▸ **Exercise materials**:
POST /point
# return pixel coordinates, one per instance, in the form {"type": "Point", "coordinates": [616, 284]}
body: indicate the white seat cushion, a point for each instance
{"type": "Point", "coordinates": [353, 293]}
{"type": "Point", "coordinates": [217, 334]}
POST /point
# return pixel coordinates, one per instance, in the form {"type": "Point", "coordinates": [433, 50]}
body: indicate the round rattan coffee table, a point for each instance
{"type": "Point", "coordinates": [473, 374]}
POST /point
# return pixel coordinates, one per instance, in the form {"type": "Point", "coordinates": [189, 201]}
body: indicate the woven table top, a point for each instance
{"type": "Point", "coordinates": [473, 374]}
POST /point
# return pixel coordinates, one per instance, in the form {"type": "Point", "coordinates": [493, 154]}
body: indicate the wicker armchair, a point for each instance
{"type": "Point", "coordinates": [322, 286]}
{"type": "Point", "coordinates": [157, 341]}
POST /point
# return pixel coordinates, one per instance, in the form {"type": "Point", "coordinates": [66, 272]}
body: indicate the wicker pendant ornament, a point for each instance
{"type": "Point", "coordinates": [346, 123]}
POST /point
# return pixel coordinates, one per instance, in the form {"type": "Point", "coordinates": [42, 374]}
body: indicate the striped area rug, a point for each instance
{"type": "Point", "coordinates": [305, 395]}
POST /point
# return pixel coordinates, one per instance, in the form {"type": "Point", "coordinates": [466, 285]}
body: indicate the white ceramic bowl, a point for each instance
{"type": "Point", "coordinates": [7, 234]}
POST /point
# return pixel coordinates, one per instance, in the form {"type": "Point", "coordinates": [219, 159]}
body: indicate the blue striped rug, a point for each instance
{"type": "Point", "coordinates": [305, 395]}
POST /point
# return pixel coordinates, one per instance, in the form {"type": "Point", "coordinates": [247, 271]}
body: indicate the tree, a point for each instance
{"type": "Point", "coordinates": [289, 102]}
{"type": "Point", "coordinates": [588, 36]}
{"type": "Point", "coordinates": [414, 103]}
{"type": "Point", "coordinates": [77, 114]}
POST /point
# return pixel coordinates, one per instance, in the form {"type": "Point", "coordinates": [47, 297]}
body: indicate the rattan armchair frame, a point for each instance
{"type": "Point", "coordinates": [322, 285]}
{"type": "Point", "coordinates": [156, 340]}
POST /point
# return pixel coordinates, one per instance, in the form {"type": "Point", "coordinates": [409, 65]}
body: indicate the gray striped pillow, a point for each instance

▸ **Your instructions**: Read through the listing and copy each line in which the word "pixel" occurs.

▸ **Solution to this exercise**:
# return pixel coordinates, one per instance, in the form {"type": "Point", "coordinates": [616, 284]}
# return pixel coordinates, one per instance, in the form {"type": "Point", "coordinates": [433, 50]}
# return pixel coordinates, one per instance, in the form {"type": "Point", "coordinates": [189, 201]}
# return pixel coordinates, one per instance, in the form {"type": "Point", "coordinates": [493, 154]}
# return pixel coordinates, one per instance, in the form {"type": "Point", "coordinates": [66, 272]}
# return pixel coordinates, one per instance, in the form {"type": "Point", "coordinates": [42, 374]}
# return pixel coordinates, one per instance, in the form {"type": "Point", "coordinates": [466, 285]}
# return pixel coordinates, one per instance, in the form {"type": "Point", "coordinates": [219, 159]}
# return pixel coordinates, one per instance, in the form {"type": "Point", "coordinates": [247, 271]}
# return pixel coordinates, one per instance, in the form {"type": "Point", "coordinates": [47, 297]}
# return pixel coordinates, one per instance, in the form {"type": "Point", "coordinates": [409, 65]}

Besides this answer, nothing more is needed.